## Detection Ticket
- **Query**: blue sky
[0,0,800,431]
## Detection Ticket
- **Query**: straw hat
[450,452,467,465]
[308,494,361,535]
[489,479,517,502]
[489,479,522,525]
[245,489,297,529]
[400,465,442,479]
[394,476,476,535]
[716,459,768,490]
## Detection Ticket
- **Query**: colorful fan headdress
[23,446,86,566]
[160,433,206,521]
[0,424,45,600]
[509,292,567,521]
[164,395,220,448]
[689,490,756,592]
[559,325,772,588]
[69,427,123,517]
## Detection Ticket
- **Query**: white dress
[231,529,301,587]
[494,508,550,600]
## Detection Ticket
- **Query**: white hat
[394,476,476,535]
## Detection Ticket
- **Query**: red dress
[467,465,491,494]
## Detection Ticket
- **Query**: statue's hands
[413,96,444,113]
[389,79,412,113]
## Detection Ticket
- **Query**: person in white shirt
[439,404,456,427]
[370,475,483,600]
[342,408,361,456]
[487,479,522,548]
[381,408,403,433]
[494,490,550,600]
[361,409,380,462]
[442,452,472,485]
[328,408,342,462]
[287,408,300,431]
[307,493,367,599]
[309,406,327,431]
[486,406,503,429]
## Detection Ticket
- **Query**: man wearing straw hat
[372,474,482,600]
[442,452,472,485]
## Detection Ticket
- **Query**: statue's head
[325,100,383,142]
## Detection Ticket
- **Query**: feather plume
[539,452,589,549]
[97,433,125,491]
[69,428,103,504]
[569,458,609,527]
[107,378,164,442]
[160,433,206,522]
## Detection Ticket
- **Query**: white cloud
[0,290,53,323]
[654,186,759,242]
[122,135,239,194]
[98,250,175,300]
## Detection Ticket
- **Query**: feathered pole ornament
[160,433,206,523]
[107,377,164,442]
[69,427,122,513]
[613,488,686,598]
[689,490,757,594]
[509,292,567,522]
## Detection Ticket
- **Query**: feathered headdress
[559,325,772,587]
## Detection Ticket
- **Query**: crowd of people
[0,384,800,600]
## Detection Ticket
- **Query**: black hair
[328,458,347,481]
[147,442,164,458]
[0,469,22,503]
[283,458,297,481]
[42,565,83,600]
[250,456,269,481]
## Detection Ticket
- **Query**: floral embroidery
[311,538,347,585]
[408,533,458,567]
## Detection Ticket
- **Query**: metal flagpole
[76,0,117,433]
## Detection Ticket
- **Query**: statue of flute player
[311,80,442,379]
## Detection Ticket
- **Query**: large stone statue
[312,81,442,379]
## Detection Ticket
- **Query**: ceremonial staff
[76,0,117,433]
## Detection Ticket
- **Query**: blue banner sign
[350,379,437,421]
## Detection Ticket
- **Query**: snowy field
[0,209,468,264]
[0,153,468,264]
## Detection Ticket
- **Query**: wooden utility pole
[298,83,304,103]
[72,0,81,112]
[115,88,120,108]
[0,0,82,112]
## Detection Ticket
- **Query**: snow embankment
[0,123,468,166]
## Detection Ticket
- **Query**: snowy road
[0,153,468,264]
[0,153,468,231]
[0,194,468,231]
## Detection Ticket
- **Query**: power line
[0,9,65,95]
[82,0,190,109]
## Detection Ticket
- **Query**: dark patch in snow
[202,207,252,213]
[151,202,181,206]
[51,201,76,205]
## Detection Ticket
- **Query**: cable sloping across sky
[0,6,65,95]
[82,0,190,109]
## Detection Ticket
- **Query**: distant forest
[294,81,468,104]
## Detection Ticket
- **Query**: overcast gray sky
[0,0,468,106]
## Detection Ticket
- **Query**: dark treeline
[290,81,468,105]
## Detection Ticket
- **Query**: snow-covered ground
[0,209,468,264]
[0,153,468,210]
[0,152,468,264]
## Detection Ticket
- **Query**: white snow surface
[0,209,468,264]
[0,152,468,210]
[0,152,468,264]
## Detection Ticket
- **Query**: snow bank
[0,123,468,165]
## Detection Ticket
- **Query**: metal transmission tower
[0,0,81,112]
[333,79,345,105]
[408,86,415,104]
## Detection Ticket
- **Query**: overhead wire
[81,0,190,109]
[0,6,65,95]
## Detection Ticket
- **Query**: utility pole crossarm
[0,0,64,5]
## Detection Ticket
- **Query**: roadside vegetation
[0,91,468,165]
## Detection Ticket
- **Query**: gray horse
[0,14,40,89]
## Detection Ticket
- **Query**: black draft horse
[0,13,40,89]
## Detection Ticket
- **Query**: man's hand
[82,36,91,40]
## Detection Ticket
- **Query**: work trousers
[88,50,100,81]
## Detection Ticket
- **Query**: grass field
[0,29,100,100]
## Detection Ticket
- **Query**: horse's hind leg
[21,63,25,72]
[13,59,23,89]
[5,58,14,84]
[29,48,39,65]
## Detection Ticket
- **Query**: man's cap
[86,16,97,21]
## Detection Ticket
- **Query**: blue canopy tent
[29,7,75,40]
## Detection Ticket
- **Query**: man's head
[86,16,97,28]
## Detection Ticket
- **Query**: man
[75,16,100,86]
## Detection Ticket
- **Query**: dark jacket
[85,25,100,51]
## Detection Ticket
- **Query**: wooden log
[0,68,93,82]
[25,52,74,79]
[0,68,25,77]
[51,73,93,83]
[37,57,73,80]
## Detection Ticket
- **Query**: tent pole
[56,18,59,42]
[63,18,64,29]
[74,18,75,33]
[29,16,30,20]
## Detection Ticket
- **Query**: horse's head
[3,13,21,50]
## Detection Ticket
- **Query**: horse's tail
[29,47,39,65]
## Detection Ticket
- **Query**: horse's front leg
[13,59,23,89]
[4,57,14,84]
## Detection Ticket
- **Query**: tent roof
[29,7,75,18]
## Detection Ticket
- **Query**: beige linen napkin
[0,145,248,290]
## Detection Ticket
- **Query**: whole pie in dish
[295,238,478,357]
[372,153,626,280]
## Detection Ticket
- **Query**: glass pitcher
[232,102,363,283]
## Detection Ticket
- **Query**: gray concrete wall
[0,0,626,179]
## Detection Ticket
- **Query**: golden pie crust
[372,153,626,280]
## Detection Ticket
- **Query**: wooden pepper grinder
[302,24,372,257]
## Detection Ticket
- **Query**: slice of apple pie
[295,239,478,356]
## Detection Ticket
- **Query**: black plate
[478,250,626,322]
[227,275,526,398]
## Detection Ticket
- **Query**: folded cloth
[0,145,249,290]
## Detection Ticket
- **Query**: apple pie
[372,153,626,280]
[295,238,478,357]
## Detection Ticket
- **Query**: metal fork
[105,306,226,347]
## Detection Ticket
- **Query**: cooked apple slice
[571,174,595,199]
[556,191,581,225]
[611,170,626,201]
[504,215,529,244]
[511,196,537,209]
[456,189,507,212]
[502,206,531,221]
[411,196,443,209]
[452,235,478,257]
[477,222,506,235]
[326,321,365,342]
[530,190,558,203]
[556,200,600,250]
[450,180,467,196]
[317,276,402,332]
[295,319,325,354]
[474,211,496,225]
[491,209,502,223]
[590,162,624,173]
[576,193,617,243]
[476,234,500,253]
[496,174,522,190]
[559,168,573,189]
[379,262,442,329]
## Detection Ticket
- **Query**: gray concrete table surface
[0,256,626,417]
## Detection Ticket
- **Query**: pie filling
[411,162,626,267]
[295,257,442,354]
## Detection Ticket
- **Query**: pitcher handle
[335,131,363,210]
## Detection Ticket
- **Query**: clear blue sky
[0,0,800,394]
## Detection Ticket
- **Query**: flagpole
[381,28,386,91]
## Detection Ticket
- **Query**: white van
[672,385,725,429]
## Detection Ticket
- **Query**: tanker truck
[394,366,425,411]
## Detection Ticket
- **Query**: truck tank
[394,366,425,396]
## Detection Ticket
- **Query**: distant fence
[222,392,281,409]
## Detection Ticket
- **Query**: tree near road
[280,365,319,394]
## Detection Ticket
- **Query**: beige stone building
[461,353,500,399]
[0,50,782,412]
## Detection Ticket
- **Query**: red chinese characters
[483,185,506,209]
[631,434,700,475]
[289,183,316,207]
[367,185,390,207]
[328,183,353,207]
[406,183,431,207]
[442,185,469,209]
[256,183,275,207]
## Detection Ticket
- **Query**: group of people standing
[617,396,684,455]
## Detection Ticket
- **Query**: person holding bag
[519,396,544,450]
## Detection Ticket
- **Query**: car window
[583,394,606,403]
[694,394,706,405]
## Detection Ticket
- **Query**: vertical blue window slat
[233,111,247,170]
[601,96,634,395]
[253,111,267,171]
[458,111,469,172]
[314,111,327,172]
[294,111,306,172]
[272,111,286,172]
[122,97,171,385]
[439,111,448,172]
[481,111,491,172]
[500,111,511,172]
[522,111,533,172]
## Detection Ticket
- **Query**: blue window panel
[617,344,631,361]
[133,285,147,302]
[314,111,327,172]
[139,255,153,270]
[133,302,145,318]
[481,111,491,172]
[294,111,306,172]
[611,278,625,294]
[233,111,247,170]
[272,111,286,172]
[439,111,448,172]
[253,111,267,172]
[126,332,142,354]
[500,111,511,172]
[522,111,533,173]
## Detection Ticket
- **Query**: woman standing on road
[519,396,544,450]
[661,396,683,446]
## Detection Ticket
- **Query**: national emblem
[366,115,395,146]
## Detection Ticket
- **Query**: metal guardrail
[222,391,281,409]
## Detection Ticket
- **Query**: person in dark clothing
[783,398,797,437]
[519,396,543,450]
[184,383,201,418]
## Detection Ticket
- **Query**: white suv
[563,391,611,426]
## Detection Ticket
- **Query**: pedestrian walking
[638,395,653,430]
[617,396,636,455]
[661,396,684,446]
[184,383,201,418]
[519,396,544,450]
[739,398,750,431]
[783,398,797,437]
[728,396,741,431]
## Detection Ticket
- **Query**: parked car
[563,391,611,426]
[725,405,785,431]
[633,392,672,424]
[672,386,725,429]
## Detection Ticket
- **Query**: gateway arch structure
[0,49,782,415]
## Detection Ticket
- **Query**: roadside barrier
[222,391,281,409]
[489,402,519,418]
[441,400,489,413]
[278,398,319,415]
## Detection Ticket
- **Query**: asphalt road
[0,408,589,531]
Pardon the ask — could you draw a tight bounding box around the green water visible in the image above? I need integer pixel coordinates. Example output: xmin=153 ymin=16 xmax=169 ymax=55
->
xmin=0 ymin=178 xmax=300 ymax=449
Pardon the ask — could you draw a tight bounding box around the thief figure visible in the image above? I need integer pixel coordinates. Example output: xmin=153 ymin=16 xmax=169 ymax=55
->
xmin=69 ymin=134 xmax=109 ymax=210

+-------+

_Exercise description:_ Pull out every line of the records above that contains the word "window", and list them.

_Result:_
- **Query**: car window
- **Query**: vertical blue window slat
- **Query**: blue window panel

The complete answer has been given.